WHAT IS BEING ASKED: Your task is to repeat each record verbatim, exactly as it was written.

Dataset entries:
________________________________________

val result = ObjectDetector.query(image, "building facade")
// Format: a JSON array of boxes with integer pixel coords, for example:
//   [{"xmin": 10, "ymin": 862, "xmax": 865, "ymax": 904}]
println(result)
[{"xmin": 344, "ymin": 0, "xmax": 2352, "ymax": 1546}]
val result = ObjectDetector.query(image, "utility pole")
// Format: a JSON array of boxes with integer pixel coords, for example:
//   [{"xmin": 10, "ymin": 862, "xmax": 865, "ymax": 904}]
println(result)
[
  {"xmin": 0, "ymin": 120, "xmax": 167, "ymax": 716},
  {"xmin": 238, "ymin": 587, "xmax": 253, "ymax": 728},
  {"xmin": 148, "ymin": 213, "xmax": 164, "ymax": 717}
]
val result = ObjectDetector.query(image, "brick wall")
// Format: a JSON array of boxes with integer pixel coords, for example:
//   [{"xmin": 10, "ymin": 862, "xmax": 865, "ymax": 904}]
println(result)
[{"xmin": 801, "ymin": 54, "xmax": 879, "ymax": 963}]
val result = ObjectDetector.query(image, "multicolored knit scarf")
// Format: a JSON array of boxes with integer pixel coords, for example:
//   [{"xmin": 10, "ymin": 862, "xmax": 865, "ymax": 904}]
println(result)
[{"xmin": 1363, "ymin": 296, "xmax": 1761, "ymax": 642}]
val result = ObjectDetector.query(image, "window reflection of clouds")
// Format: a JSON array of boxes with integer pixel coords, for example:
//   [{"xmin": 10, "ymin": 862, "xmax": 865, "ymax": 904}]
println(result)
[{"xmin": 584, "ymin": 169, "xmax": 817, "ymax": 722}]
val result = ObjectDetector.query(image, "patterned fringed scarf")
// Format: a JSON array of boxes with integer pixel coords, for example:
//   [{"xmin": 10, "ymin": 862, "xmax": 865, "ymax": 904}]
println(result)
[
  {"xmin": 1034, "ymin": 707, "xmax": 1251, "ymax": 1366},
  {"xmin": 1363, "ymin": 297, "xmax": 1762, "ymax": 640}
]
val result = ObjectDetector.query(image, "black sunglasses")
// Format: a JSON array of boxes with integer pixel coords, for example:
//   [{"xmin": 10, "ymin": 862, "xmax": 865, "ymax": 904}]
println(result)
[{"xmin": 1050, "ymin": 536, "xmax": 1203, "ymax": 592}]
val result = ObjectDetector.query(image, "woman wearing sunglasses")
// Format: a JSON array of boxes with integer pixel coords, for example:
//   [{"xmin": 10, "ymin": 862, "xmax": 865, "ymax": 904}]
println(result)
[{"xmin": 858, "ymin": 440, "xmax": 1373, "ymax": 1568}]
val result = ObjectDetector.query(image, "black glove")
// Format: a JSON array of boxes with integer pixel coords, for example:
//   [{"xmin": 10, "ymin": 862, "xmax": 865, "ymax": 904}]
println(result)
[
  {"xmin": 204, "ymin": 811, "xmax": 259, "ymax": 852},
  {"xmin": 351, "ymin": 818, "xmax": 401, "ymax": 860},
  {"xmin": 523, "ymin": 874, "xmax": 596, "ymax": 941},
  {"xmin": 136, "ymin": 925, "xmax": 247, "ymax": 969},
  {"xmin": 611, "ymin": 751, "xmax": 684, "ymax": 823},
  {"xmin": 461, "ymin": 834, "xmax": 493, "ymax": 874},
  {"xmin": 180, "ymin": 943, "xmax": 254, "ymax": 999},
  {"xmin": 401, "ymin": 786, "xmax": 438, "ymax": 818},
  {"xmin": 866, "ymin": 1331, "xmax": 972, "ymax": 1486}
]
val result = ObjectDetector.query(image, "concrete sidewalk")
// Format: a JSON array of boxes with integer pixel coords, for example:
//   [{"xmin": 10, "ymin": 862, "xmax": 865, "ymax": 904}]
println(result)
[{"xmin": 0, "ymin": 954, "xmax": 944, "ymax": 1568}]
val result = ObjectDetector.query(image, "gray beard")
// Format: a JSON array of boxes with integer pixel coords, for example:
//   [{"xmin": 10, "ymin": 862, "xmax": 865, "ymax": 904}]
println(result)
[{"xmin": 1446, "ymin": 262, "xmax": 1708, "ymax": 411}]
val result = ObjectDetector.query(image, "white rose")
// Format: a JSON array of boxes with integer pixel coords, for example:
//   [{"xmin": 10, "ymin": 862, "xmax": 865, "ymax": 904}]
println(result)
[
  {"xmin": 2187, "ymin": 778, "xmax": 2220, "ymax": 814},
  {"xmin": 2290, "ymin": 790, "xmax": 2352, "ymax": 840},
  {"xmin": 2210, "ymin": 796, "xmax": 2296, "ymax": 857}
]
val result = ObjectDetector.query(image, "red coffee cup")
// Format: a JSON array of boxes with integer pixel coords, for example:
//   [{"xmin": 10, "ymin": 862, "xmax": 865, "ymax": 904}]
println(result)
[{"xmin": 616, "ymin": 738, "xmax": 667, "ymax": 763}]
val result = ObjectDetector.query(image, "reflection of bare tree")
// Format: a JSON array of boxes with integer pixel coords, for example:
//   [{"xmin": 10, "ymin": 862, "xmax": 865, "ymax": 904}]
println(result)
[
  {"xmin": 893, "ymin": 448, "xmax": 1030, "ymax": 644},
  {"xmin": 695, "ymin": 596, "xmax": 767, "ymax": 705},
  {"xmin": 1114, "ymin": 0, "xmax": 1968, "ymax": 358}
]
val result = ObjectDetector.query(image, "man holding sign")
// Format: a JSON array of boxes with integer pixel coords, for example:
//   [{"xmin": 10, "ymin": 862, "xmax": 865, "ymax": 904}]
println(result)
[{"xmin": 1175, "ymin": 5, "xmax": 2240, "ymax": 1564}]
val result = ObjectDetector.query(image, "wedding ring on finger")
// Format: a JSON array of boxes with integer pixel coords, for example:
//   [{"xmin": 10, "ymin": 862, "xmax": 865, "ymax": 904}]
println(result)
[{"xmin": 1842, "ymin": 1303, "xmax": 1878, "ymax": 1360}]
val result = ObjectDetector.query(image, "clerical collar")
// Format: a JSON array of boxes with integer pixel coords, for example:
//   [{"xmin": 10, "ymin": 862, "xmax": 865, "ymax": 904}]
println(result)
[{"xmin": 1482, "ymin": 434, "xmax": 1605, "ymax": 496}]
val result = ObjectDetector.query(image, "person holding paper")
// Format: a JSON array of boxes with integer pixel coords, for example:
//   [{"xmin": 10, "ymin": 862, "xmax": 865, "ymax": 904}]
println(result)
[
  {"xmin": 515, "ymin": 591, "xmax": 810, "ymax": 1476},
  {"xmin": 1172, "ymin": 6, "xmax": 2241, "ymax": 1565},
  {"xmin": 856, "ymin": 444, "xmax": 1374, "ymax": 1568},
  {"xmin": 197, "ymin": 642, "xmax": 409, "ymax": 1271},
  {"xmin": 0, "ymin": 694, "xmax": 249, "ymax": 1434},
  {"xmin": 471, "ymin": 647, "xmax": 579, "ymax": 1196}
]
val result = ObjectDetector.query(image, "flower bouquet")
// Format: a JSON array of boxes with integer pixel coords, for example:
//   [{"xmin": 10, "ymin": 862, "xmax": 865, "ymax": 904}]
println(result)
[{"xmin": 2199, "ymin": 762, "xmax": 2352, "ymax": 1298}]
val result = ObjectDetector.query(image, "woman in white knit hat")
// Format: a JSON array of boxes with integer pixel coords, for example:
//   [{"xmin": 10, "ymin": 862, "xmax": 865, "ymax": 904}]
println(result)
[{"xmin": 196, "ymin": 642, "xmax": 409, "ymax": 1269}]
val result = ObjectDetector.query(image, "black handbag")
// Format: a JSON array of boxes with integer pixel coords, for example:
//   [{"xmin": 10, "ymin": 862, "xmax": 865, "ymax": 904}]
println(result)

________________________________________

WRITTEN ANSWER:
val result = ObjectDetector.query(image, "building facade")
// Format: a JSON array of boxes with integer pixel coords, for example:
//   [{"xmin": 10, "ymin": 862, "xmax": 865, "ymax": 904}]
println(result)
[{"xmin": 344, "ymin": 0, "xmax": 2352, "ymax": 1546}]
val result = ObjectDetector.query(image, "utility pole")
// Format: a JSON array of boxes with integer pixel coords, for example:
//   [{"xmin": 10, "ymin": 862, "xmax": 865, "ymax": 904}]
println(result)
[
  {"xmin": 0, "ymin": 120, "xmax": 167, "ymax": 716},
  {"xmin": 238, "ymin": 587, "xmax": 253, "ymax": 728},
  {"xmin": 148, "ymin": 213, "xmax": 164, "ymax": 717}
]
val result = ObjectDetector.query(image, "brick wall")
// Format: a JSON array of boxes with integer pixel coords, for example:
//   [{"xmin": 10, "ymin": 862, "xmax": 865, "ymax": 904}]
println(result)
[{"xmin": 801, "ymin": 54, "xmax": 879, "ymax": 963}]
val result = ObjectDetector.query(image, "multicolored knit scarf")
// Format: a JSON array of boxes with integer pixel coords, for example:
//   [{"xmin": 10, "ymin": 862, "xmax": 865, "ymax": 904}]
println(result)
[{"xmin": 1363, "ymin": 296, "xmax": 1761, "ymax": 642}]
val result = ObjectDetector.query(image, "window reflection of clouds")
// Format: a JSON array of boxes with integer pixel coords, for example:
//   [{"xmin": 10, "ymin": 862, "xmax": 865, "ymax": 904}]
println(result)
[{"xmin": 584, "ymin": 169, "xmax": 817, "ymax": 722}]
val result = ObjectDetector.query(image, "patterned fringed scarf")
// Format: a JSON array of boxes with integer pixel coords, for example:
//   [{"xmin": 10, "ymin": 862, "xmax": 865, "ymax": 904}]
println(result)
[
  {"xmin": 1034, "ymin": 707, "xmax": 1251, "ymax": 1366},
  {"xmin": 1363, "ymin": 297, "xmax": 1762, "ymax": 640}
]
val result = ObjectDetector.query(image, "black sunglasses")
// Format: a JSON array of boxes with integer pixel coords, for example:
//   [{"xmin": 10, "ymin": 862, "xmax": 865, "ymax": 904}]
println(result)
[{"xmin": 1050, "ymin": 536, "xmax": 1203, "ymax": 592}]
val result = ObjectDetector.query(image, "woman wearing sunglasses")
// Format: a JSON array of boxes with integer pixel coords, for example:
//   [{"xmin": 10, "ymin": 862, "xmax": 865, "ymax": 904}]
println(result)
[{"xmin": 858, "ymin": 440, "xmax": 1373, "ymax": 1568}]
val result = ObjectDetector.query(image, "black glove")
// Format: a JSON array of boxes with integer pixel coords, for example:
//   [{"xmin": 10, "ymin": 862, "xmax": 865, "ymax": 904}]
println(result)
[
  {"xmin": 204, "ymin": 811, "xmax": 259, "ymax": 852},
  {"xmin": 351, "ymin": 818, "xmax": 401, "ymax": 860},
  {"xmin": 523, "ymin": 874, "xmax": 596, "ymax": 941},
  {"xmin": 136, "ymin": 925, "xmax": 247, "ymax": 969},
  {"xmin": 611, "ymin": 751, "xmax": 684, "ymax": 823},
  {"xmin": 461, "ymin": 834, "xmax": 493, "ymax": 874},
  {"xmin": 180, "ymin": 943, "xmax": 254, "ymax": 999},
  {"xmin": 401, "ymin": 786, "xmax": 438, "ymax": 818},
  {"xmin": 866, "ymin": 1331, "xmax": 972, "ymax": 1486}
]
val result = ObjectDetector.query(image, "concrete sidewalk")
// Format: a JSON array of boxes with integer pixel coords, for example:
//   [{"xmin": 10, "ymin": 862, "xmax": 865, "ymax": 904}]
println(result)
[{"xmin": 0, "ymin": 954, "xmax": 944, "ymax": 1568}]
val result = ObjectDetector.query(image, "gray beard")
// Format: a JSON array of boxes with integer pixel coords, for example:
//   [{"xmin": 10, "ymin": 862, "xmax": 865, "ymax": 904}]
println(result)
[{"xmin": 1446, "ymin": 262, "xmax": 1708, "ymax": 411}]
val result = ObjectDetector.query(image, "white rose")
// Format: a JSON array of boxes with integer pixel coords, for example:
//   [{"xmin": 10, "ymin": 862, "xmax": 865, "ymax": 904}]
println(result)
[
  {"xmin": 2187, "ymin": 778, "xmax": 2220, "ymax": 814},
  {"xmin": 2290, "ymin": 790, "xmax": 2352, "ymax": 840},
  {"xmin": 2210, "ymin": 796, "xmax": 2296, "ymax": 857}
]
val result = ObjectDetector.query(image, "red coffee cup")
// Format: a JSON array of boxes with integer pixel coords, for example:
//   [{"xmin": 10, "ymin": 862, "xmax": 865, "ymax": 904}]
println(result)
[{"xmin": 616, "ymin": 738, "xmax": 667, "ymax": 763}]
val result = ObjectDetector.query(image, "reflection of bare tree")
// Format: a JSON array of boxes with integer pixel coords, for example:
//   [{"xmin": 10, "ymin": 862, "xmax": 865, "ymax": 904}]
println(result)
[
  {"xmin": 893, "ymin": 448, "xmax": 1030, "ymax": 644},
  {"xmin": 695, "ymin": 596, "xmax": 767, "ymax": 705},
  {"xmin": 1114, "ymin": 0, "xmax": 1968, "ymax": 358}
]
val result = ObjectDetector.query(image, "man holding sign")
// Format: a JSON array of boxes with integer pixel coords, for example:
//   [{"xmin": 10, "ymin": 862, "xmax": 865, "ymax": 904}]
println(result)
[{"xmin": 1175, "ymin": 5, "xmax": 2240, "ymax": 1564}]
val result = ObjectDetector.query(image, "wedding ring on finger")
// Format: a JSON array of boxes with integer pixel coords, for example:
//   [{"xmin": 10, "ymin": 862, "xmax": 865, "ymax": 904}]
println(result)
[{"xmin": 1842, "ymin": 1303, "xmax": 1878, "ymax": 1360}]
val result = ObjectDetector.query(image, "clerical collar")
// Format: a JSON array of boxes with integer pixel coords, for example:
//   [{"xmin": 10, "ymin": 862, "xmax": 865, "ymax": 904}]
println(result)
[{"xmin": 1482, "ymin": 434, "xmax": 1605, "ymax": 496}]
val result = ObjectDetector.query(image, "person holding paper")
// Format: a JSON array of boxes with integer pixel coords, for example:
//   [{"xmin": 10, "ymin": 862, "xmax": 865, "ymax": 904}]
println(result)
[
  {"xmin": 515, "ymin": 591, "xmax": 810, "ymax": 1476},
  {"xmin": 1172, "ymin": 6, "xmax": 2241, "ymax": 1565},
  {"xmin": 856, "ymin": 444, "xmax": 1374, "ymax": 1568},
  {"xmin": 197, "ymin": 642, "xmax": 409, "ymax": 1271},
  {"xmin": 0, "ymin": 694, "xmax": 249, "ymax": 1434},
  {"xmin": 471, "ymin": 647, "xmax": 579, "ymax": 1196}
]
val result = ObjectDetector.query(image, "flower bouquet")
// Format: a JSON array of boxes with integer pixel coords, for example:
//   [{"xmin": 10, "ymin": 862, "xmax": 865, "ymax": 904}]
println(result)
[{"xmin": 2199, "ymin": 762, "xmax": 2352, "ymax": 1298}]
val result = ObjectDetector.query(image, "woman in white knit hat")
// Format: a JSON array of boxes with integer pixel coords, for example:
//   [{"xmin": 10, "ymin": 862, "xmax": 865, "ymax": 904}]
println(result)
[{"xmin": 196, "ymin": 642, "xmax": 409, "ymax": 1269}]
val result = ObjectDetector.query(image, "black handbag")
// Format: a JSON array of boxes with integer pixel coords, for example:
//   [{"xmin": 10, "ymin": 862, "xmax": 865, "ymax": 904}]
println(result)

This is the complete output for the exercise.